TASK PROMPT: Reproduce word for word the part of the passage below on the HUWE1 protein and intellectual disability, from "Two to three" up to and including "in some patients.".

SOURCE TEXT:
□ □ □

Two to three percent of the children are born with an intellectual disability. Possibly by a genetic defect, but in 80% of these cases, we do not know – yet - which genes are responsible. VIB researchers at KU Leuven show that increased production of the HUWE1 protein is the cause in some patients.
Guy Froyen (VIB/KU Leuven): "The fact that HUWE1 regulates the dose of several other proteins in the brains, has an important impact on the quest for new therapies. It would then be possible to intervene in these different proteins. Research into the role of HUWE1 has already started in the lab."
Defects on the X-chromosome
Intellectual disability can be due to external factors such as lack of oxygen at birth or to defects in the genetic material. In genetic (hereditary) causes, the exact identification of the defect is crucial for the medical supervision of the patient or to estimate the risk when having children. It is estimated that approximately 15% of patients have a defect that lies on the X-chromosome. This is called X-linked 'intellectual disability' (XLID). Despite extensive research, in half of XLID-patients, the responsible gene responsible has not yet been identified.

□ □ □

Natural-language descriptions of regions

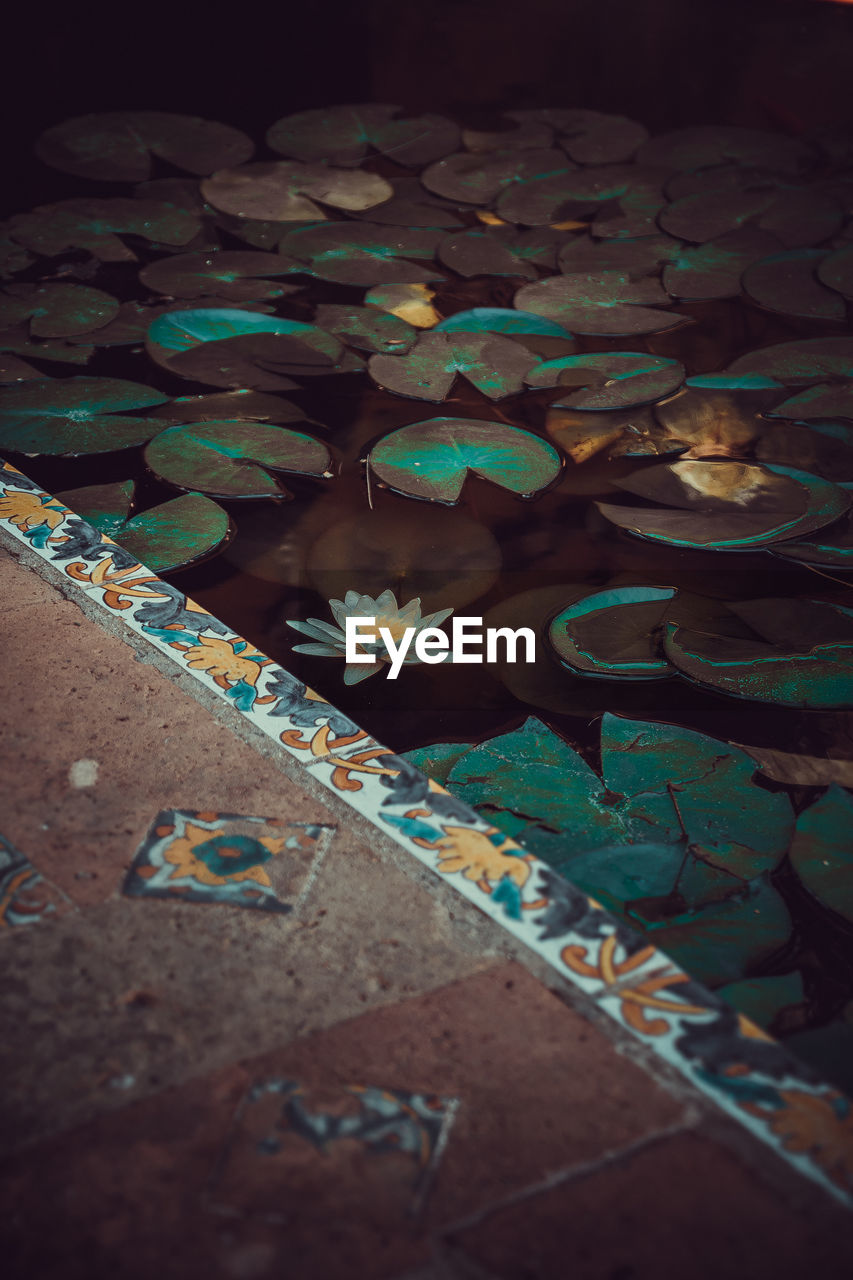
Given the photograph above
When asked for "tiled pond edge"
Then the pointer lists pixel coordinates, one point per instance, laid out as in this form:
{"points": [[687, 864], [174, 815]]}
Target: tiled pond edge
{"points": [[723, 1054]]}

□ □ □

WRITTEN ANSWER:
Two to three percent of the children are born with an intellectual disability. Possibly by a genetic defect, but in 80% of these cases, we do not know – yet - which genes are responsible. VIB researchers at KU Leuven show that increased production of the HUWE1 protein is the cause in some patients.